## PROBLEM
Retype every record that appears below, unchanged.

[GIVEN DATA Boundary: Start]

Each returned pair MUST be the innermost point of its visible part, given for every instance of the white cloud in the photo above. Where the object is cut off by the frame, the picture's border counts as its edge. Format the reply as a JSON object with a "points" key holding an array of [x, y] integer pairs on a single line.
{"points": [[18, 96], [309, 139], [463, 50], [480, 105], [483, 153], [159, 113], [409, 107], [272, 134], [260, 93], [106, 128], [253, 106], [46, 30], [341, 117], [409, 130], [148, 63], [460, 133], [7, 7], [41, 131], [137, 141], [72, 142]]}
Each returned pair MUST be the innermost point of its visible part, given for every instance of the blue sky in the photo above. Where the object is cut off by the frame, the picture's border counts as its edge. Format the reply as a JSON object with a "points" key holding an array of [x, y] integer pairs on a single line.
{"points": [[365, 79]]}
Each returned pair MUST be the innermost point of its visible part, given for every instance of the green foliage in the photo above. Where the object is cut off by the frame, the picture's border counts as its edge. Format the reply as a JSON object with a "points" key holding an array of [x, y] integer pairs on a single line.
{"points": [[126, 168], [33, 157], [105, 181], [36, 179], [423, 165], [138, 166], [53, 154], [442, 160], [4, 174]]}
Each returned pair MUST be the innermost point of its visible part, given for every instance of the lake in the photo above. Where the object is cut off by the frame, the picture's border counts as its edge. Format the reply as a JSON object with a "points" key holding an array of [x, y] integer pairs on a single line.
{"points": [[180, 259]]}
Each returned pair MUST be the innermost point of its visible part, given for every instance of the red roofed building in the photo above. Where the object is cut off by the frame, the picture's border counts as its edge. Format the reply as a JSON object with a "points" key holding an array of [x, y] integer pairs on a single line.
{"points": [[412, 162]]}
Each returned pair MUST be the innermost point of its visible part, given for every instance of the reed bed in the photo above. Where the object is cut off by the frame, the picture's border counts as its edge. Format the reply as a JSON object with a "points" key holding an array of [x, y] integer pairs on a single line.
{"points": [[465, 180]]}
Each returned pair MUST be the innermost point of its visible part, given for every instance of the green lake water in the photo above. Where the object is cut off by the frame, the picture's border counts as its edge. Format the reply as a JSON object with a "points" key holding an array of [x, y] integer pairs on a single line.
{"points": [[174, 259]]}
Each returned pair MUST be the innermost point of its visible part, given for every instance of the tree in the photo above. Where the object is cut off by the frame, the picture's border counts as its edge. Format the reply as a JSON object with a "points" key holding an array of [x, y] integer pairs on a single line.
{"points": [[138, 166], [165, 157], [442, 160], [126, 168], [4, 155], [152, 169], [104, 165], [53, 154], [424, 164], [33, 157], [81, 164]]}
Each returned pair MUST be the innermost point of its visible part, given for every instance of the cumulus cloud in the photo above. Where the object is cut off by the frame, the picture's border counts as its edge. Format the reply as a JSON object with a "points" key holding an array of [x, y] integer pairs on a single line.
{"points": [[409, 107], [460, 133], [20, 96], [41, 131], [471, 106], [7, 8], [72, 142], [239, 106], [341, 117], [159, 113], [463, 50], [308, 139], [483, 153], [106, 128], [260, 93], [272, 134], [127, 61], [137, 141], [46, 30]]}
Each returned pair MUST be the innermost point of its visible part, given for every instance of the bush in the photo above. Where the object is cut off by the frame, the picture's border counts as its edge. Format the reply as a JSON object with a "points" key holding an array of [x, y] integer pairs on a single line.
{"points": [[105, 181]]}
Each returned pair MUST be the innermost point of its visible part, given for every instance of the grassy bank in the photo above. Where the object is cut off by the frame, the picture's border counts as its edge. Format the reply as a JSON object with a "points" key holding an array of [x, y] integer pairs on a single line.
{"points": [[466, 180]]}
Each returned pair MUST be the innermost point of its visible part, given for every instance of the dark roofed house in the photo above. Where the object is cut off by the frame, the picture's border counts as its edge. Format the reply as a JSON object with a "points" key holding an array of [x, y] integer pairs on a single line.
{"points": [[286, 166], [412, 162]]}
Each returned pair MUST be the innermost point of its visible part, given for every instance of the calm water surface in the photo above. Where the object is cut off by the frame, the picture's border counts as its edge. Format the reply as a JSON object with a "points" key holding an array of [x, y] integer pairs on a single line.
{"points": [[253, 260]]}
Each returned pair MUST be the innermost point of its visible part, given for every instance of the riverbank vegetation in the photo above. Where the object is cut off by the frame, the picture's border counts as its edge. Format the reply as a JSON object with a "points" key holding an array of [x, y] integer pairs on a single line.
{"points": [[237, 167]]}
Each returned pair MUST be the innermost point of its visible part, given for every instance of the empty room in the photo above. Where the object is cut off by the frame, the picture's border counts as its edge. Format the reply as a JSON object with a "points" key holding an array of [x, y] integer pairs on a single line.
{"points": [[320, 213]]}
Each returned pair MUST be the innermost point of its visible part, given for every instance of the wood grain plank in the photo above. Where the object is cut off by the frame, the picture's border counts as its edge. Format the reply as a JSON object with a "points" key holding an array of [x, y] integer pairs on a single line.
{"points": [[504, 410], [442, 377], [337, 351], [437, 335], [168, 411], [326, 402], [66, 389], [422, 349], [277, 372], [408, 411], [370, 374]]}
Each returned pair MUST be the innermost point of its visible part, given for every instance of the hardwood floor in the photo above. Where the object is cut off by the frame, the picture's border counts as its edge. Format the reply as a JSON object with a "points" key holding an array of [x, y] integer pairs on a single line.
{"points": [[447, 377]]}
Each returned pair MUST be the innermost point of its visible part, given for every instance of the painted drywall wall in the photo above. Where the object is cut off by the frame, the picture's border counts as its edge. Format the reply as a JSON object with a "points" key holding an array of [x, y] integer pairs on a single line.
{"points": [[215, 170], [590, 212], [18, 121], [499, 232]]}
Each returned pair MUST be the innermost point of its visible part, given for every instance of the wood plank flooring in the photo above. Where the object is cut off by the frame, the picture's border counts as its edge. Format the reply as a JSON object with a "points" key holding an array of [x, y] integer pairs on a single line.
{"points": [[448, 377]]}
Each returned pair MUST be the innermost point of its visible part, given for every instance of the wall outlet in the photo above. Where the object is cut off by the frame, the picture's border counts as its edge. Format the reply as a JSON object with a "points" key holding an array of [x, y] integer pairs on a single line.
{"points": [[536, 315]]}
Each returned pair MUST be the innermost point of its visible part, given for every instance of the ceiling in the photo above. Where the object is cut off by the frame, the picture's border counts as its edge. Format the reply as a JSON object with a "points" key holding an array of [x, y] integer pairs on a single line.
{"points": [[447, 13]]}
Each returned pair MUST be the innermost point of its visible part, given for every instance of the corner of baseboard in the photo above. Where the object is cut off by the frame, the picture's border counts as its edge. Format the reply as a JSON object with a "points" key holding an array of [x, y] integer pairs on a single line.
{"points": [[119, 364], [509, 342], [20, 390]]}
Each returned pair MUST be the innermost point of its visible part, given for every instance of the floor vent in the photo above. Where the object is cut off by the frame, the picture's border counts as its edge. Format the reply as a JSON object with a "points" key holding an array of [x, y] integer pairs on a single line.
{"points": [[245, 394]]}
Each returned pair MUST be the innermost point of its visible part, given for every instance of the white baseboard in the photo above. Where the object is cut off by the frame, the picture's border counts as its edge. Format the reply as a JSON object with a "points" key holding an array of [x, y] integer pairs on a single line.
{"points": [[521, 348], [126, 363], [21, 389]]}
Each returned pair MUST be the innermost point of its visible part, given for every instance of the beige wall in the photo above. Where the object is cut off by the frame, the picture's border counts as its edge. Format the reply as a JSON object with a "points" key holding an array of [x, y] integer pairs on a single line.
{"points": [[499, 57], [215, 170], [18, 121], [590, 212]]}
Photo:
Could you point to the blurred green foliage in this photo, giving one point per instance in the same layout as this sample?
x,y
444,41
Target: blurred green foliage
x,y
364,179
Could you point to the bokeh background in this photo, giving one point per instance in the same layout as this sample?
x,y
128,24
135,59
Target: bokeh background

[GIVEN DATA Boundary: End]

## OUTPUT OF THE EXERCISE
Each returned pair MUST be the innermost point of its visible part, given for every instance of the white cloud in the photo above. Where the object is cut off by the frame, the picture's border counts as its edge. Format the reply as a JSON object with a "points" key holding an array of [x, y] integer pairs on a single line.
{"points": [[18, 96], [309, 139], [463, 50], [480, 105], [483, 153], [159, 113], [409, 107], [272, 134], [260, 93], [106, 128], [253, 106], [46, 30], [341, 117], [409, 130], [148, 63], [460, 133], [7, 7], [41, 131], [137, 141], [72, 142]]}
Each returned pair MUST be the innermost point of its visible part, given for every instance of the blue sky in the photo above. Where the object is cut off by the frame, the picture's border counts as its edge. Format the reply as a JSON object with a "points" key holding an array of [x, y] integer pairs on a single line.
{"points": [[365, 79]]}
Each returned pair MUST be the innermost point of its visible part, given for every instance of the green foliage in the photo above. Where the object is cut off by the frame, the picture's border counts as its edge. Format the reply as a JSON object with a "points" key holding an array of [x, y] integer pairs on a single line.
{"points": [[126, 168], [33, 157], [105, 181], [36, 179], [423, 165], [138, 166], [53, 154], [442, 160], [4, 174]]}
Each returned pair MUST be the innermost point of its visible part, given for every instance of the lake in the photo above. Where the object is cut off by the frame, the picture's border counts as its edge. Format the reply as a JSON object with a "points" key holding an array of [x, y] integer pairs on a single line.
{"points": [[180, 259]]}
Each returned pair MUST be the innermost point of its visible part, given for every instance of the red roofed building in the photo above. Where the object is cut off by the frame, the picture's border counts as its edge. Format the reply as a JSON object with a "points" key holding an array of [x, y] integer pairs on a single line.
{"points": [[412, 162]]}
Each returned pair MUST be the innermost point of its visible part, given for every instance of the reed bed in the photo above. Where the object is cut off by the frame, the picture's border counts as its edge. Format the reply as a JSON object with a "points" key holding an array of [x, y] integer pairs on a single line.
{"points": [[465, 180]]}
Each returned pair MUST be the innermost point of its visible part, given for every instance of the green lake water in the photo above. Where the object is cut off by the frame, the picture's border counts as its edge. Format the reply as a JSON object with a "points" key holding an array of [x, y] integer pairs on a single line.
{"points": [[174, 259]]}
Each returned pair MUST be the innermost point of its visible part, given for every instance of the tree in the photo above. Where the object is cut off by the frame, the picture's border counts as its edge. Format the reply as a JSON object with a "points" key holding an array of [x, y] integer pairs on a single line.
{"points": [[138, 166], [165, 157], [442, 160], [126, 168], [4, 155], [152, 169], [104, 165], [53, 154], [424, 164], [33, 157], [81, 164]]}
Each returned pair MUST be the innermost point of its visible part, given for every instance of the cumulus cloud in the photo above. Where the object is cut off by the frame, the picture's border counts as its edge. Format the reply as a JSON object with a "points" key holding an array of [x, y] integer pairs on a single line.
{"points": [[409, 107], [460, 133], [20, 96], [41, 131], [471, 106], [7, 8], [72, 142], [239, 106], [341, 117], [159, 113], [463, 50], [308, 139], [483, 153], [106, 128], [260, 93], [272, 134], [127, 61], [137, 141], [46, 30]]}
Each returned pair MUST be the innermost point of its visible part, given for every instance of the bush in the photo above. Where the object is cut off by the frame, the picture's border counts as its edge. Format the reply as a JSON object with a "points" key holding an array of [x, y] integer pairs on a single line.
{"points": [[105, 181]]}
Each returned pair MUST be the innermost point of its visible part, given for every instance of the grassy bank in the photo above. Where the object is cut off by the frame, the picture's border counts as its edge. Format the reply as a JSON object with a "points" key holding an array of [x, y] integer pairs on a single line.
{"points": [[466, 180]]}
Each returned pair MUST be the innermost point of its visible part, given for every instance of the dark roofed house in the photo above. Where the object is cut off by the frame, the picture's border counts as its edge. Format the reply as a JSON object with a "points" key holding an array of [x, y] integer pairs on a single line.
{"points": [[286, 166], [412, 162]]}
Each returned pair MUST be the innermost point of its visible part, given for every instance of the calm water surface in the photo above. Where the object is cut off by the frame, the picture's border counts as its edge. Format the reply as a JSON object with a "points" key holding an array of [x, y] integer pairs on a single line.
{"points": [[253, 260]]}
Each returned pair MUST be the innermost point of its visible part, given for every instance of the riverbank vegetation in the photo above. Where the object is cut off by the frame, the picture's border counts as its edge. Format the reply as a JSON object with a "points" key holding an array of [x, y] integer pairs on a single line.
{"points": [[237, 167]]}
Each returned pair MUST be the innermost point of its visible part, given for every instance of the empty room in the photo above. Where the object is cut off by the frame, the picture's border counts as its edge. Format the reply as a JSON object with a "points" key holding an array of [x, y] integer pairs on a single line.
{"points": [[320, 213]]}
Each returned pair MUST be the innermost point of its visible part, given for every instance of the wood grain plank in the photo above. Where the object is cut off by the frame, the picture's border counts as its edge. Format the reply as a JSON object with a "points" key holding an array of [x, y] integer pairs on a single line.
{"points": [[504, 410], [442, 377], [337, 351], [437, 335], [168, 411], [326, 402], [66, 389], [422, 349], [277, 372], [408, 411], [370, 374]]}
Each returned pair MUST be the innermost point of its visible part, given for every instance of the hardwood floor in the photo above. Where the object is cut off by the frame, the picture's border counts as its edge. Format the reply as a JSON object with a "points" key holding an array of [x, y] integer pairs on a single line.
{"points": [[447, 377]]}
Each returned pair MUST be the innermost point of its visible part, given for every instance of the painted drywall wall in the photo above. Where the object is cut off by the frame, the picture's border counts as its edge. Format the reply as a JSON object with a "points" key holding an array of [x, y] integer pairs on a single line.
{"points": [[215, 170], [590, 212], [18, 121], [499, 232]]}
Each returned pair MUST be the innermost point of its visible part, given for every instance of the wood plank flooring in the photo above. Where the object is cut off by the frame, the picture's border counts as its edge. Format the reply as a JSON object with a "points" key holding an array of [x, y] integer pairs on a single line.
{"points": [[448, 377]]}
Each returned pair MUST be the innermost point of its visible part, given for every instance of the wall outlet in the photo above. Where the object is cut off by the frame, the picture's border counts as its edge. Format the reply as a JSON object with a "points" key holding an array of [x, y] integer pairs on a single line.
{"points": [[536, 315]]}
Each returned pair MUST be the innermost point of its visible part, given for every instance of the ceiling in the photo above. Where the object is cut off by the frame, the picture's border counts as its edge. Format the reply as a JSON object with a "points" key holding an array of [x, y] integer pairs on a single line.
{"points": [[447, 13]]}
Each returned pair MUST be the innermost point of its visible part, given for every instance of the corner of baseboard in the photo above. Where the object is cut off by the frame, the picture's border counts as its edge. Format the reply as a JSON object with a "points" key holding an array of [x, y] integer pairs on a single line.
{"points": [[119, 364], [509, 342], [20, 390]]}
Each returned pair MUST be the innermost point of its visible part, given for every instance of the floor vent in the photo above. Where the object is cut off by the frame, the picture's border counts as its edge. Format the reply as a JSON object with a "points" key holding an array of [x, y] integer pairs on a single line.
{"points": [[245, 394]]}
Each returned pair MUST be the innermost point of its visible part, given for every instance of the white baseboard in the photo above. Where the object is cut off by the frame, the picture's border counts as its edge. Format the reply as a JSON object with a "points" key holding an array of [x, y] integer pairs on a single line.
{"points": [[521, 348], [126, 363], [21, 389]]}
Each returned pair MUST be the innermost point of its visible part, given for every instance of the beige wall in the photo above. Where the object is cut off by the frame, the picture's border counts as its edge. Format the reply as a JSON object with a "points" key holding an array of [x, y] integer pairs on a single line.
{"points": [[499, 57], [215, 170], [18, 121], [590, 212]]}
Photo:
Could you point to the blurred green foliage in this photo, giving one point per instance in the same layout as this sample?
x,y
444,41
Target: blurred green foliage
x,y
364,179
Could you point to the bokeh background in this photo, giving one point per instance in the same layout as this sample?
x,y
128,24
135,59
Target: bokeh background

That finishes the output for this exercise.